[Extracted data]
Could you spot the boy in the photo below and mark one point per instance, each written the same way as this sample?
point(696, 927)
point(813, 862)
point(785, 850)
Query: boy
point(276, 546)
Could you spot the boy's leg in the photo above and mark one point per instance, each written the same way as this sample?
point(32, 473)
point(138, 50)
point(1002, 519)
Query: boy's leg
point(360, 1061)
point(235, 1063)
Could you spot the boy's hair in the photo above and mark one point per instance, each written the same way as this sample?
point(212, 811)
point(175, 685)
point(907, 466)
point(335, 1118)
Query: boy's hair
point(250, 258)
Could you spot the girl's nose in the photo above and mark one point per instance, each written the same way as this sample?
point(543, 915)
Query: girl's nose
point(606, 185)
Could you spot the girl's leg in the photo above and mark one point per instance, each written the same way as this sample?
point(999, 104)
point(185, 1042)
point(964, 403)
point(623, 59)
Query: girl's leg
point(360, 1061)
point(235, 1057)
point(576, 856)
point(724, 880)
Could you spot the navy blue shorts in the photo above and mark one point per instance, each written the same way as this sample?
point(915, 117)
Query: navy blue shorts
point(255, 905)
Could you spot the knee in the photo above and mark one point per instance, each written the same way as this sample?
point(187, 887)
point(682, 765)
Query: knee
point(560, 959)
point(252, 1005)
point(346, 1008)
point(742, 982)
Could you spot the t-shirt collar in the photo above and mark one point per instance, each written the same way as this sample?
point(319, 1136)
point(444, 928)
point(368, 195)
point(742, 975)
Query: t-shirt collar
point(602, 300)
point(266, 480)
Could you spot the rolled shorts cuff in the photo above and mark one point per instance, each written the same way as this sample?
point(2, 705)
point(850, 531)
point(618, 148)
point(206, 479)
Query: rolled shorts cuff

...

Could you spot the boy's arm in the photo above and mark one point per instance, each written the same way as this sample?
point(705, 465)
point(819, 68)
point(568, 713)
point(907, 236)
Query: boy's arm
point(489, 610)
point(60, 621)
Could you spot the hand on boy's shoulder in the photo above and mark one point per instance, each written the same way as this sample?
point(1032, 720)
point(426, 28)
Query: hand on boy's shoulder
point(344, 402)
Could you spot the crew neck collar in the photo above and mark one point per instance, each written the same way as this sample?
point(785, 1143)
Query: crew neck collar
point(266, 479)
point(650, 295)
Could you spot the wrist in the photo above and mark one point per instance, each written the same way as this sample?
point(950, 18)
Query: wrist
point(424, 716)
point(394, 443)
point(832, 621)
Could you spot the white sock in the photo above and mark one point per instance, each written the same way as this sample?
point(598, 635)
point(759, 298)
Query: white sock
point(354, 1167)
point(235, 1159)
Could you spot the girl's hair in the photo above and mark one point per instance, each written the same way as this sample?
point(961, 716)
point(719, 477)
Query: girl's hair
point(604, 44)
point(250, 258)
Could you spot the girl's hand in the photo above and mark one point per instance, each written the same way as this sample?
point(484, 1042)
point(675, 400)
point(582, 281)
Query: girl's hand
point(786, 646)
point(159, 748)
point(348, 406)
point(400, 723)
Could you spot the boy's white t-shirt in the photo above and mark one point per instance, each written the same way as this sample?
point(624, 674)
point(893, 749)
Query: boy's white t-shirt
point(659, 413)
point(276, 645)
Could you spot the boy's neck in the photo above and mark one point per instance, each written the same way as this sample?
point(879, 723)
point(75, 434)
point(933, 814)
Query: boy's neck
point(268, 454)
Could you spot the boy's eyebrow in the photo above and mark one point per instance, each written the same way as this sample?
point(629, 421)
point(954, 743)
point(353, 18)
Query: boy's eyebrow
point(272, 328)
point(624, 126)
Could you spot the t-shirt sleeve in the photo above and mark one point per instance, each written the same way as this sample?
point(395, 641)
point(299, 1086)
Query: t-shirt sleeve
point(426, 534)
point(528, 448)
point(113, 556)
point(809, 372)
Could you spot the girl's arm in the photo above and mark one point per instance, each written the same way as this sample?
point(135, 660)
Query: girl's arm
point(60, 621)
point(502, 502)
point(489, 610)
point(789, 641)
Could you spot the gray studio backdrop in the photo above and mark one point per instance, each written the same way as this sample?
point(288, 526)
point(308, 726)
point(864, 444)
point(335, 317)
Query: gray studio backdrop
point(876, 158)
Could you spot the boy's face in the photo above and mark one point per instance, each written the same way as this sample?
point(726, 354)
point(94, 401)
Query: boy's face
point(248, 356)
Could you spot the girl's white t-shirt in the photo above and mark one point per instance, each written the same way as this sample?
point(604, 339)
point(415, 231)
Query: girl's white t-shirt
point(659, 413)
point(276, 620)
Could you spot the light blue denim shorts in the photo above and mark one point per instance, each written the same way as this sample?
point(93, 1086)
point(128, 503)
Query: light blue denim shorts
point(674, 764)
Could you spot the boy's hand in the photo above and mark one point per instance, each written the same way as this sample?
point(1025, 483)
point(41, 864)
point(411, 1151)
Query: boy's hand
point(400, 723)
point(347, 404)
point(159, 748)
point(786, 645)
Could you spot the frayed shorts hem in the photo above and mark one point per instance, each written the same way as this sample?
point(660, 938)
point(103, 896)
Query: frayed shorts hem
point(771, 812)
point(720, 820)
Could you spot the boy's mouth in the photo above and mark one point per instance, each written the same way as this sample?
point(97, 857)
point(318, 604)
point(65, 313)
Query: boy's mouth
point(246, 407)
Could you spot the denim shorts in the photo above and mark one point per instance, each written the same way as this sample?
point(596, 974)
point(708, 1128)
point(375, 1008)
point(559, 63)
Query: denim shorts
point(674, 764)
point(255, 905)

[Exercise task] Copy the records starting at the line that contains "Could you spot the boy in" and ending with the line that contains "point(606, 185)", swapping "sample" for "example" and keeping all else the same. Give back only those lines.

[Response to this exercise]
Could you spot the boy in the photo below and mark one point per instance, each written the same way as this example?
point(696, 927)
point(813, 862)
point(785, 850)
Query: boy
point(276, 546)
Could you spot the boy's leg in the photo above and mark one point per instance, each written the same way as this example?
point(32, 473)
point(138, 50)
point(1002, 519)
Query: boy's leg
point(360, 1061)
point(235, 1063)
Could you spot the boy's hair in the photo above and mark one point per instance, each written the same way as this example?
point(212, 811)
point(175, 685)
point(907, 466)
point(335, 1118)
Query: boy's hair
point(250, 258)
Could you spot the girl's nose in the photo above and mark one point per instance, each written the same way as this example?
point(543, 915)
Query: girl's nose
point(606, 185)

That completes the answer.